:: Stored records ::
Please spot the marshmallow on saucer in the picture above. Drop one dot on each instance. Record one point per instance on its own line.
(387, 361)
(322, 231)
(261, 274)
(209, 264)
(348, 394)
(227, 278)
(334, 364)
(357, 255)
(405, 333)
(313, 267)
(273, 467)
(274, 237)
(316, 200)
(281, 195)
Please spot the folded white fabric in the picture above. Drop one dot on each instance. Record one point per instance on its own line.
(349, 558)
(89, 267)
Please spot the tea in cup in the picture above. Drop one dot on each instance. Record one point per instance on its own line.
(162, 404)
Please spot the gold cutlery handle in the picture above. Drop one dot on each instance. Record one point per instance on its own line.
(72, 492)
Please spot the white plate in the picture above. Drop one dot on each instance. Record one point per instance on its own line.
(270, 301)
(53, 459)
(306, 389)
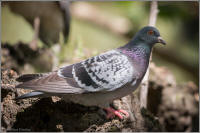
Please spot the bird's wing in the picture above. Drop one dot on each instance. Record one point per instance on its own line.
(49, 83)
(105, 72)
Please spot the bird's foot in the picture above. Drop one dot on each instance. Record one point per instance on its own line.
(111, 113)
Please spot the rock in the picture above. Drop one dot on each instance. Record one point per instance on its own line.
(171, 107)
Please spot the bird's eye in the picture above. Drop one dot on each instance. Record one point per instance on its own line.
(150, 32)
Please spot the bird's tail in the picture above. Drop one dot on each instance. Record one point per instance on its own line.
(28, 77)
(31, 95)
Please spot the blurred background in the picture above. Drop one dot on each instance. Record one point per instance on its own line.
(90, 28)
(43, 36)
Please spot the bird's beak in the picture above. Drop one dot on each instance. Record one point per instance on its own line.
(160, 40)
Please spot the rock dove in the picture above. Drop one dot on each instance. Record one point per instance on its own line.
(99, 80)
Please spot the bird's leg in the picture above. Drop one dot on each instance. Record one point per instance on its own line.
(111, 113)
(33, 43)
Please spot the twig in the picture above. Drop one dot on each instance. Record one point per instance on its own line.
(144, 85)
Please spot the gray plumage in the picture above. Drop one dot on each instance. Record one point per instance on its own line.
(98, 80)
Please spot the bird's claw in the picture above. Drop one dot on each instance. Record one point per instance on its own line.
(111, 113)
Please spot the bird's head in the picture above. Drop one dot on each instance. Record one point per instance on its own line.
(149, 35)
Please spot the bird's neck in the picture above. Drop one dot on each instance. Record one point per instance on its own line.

:: What to work on ::
Repeat the lines above word for word, starting at the line that contains "Please spot the bird's tail" and ending at the last line.

:: Answer to this exercise ::
Please spot the bird's tail in the picture above. Drop one dot on each instance. Record one point per instance on its own line.
(28, 77)
(31, 95)
Please spot the blurred background in the picture above. Drop one dot on each instance. Record one point per instance on its own line.
(90, 28)
(43, 36)
Please spot the bird's beak in the picture above. Drop one dot on each instance. Record one point per instance on its own line.
(160, 40)
Please spot the rock dove in the picture above. Drop one dot on each instance. Record one point per instance on its own line.
(99, 80)
Please spot the bird's leg in the picture above. Drop one dot on each instance. Record one point per instance on its own line.
(111, 113)
(33, 43)
Please spot the twig in the picture above. Drop one dot on each instance. Record one point per instance on its own line.
(144, 85)
Please spot the gray plumage in the picture above. Drop one dot on each instance. Record one point per instance on its own line.
(98, 80)
Please spot the bird's claw in the picture above. Drop one dot on each instance. Record one point per instance on its own line.
(111, 113)
Please spot the bird's head in the picture above. Drop one dot on each instance. Record one point per instance on its own line.
(149, 35)
Please spot the bird's neck in the picture above. Drop one dot on each instance. Record one point per instance on its own line.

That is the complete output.